● **WORK REQUEST**: In the listing below, find each line with the string "elderly" and report it.

● **INPUT FOR THIS TASK**:
◇ ◇ ◇ ◇

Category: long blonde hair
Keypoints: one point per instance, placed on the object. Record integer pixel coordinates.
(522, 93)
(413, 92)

◇ ◇ ◇ ◇

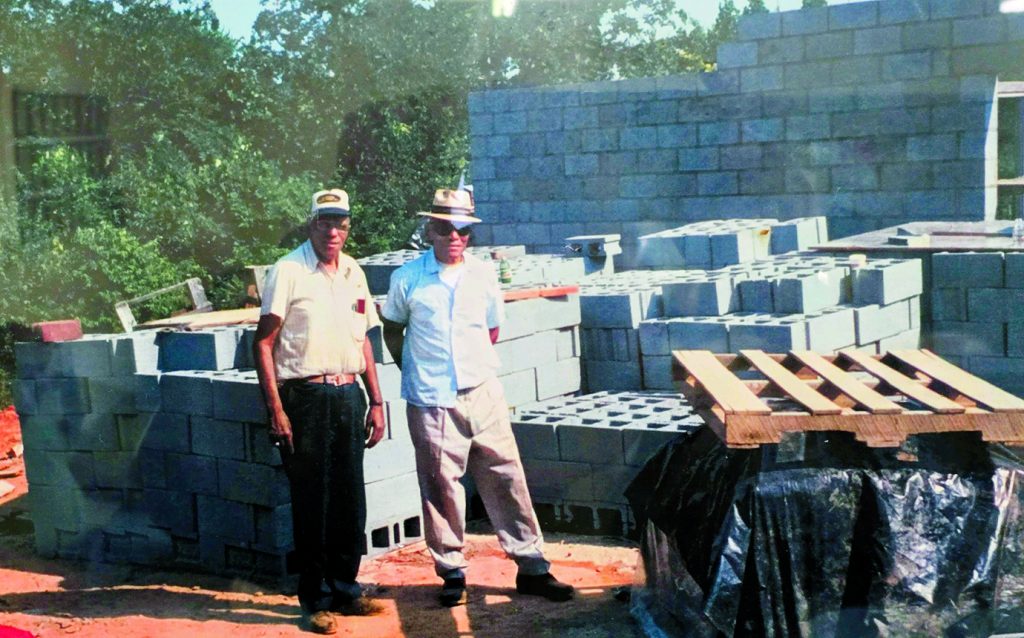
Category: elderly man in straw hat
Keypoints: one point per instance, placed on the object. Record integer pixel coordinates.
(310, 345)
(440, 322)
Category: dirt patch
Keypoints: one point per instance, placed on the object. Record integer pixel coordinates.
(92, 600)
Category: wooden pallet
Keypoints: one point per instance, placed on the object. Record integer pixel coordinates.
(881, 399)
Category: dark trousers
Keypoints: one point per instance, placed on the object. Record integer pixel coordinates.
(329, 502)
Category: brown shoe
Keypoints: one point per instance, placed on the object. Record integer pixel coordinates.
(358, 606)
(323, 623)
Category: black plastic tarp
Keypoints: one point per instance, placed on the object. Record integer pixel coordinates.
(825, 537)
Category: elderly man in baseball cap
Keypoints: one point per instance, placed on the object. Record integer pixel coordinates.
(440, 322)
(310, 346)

◇ ◇ ◇ ◇

● **RESULT**:
Category: elderly man in straw hat
Category: elderly man in baseball cap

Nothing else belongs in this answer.